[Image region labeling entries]
═══

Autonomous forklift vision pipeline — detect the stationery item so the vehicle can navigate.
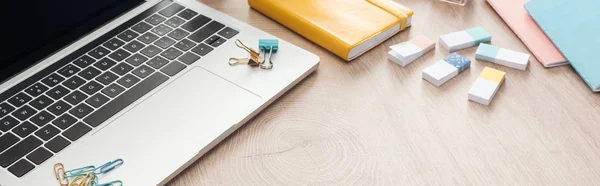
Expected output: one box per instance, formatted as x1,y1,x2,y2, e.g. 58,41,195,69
229,39,261,67
487,0,569,67
388,35,435,66
475,43,531,70
469,67,506,105
229,57,260,66
440,0,469,6
440,27,492,52
248,0,413,61
54,163,69,186
423,53,471,87
258,39,279,69
525,0,600,92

═══

## Given instruction:
Please express the entries above as a two-column CSV with the headers "prompt" and "answer" and one row per entry. Put each entry's text and its answer in a single quoted field with line breaks replaced by spaces, and omit the pictures.

## Answer to this task:
prompt,answer
"Autonomous forklift vision pipeline — detect the stationery item so the vehicle can navigate. Expected output: one box per instance, formatted as x1,y1,x2,y2, e.g. 58,41,195,69","229,39,261,67 487,0,569,67 388,35,435,66 475,43,531,70 469,67,506,105 229,57,260,66 440,0,469,6 440,27,492,52 248,0,413,61 54,163,69,186 423,53,471,87 258,39,279,69 525,0,600,92"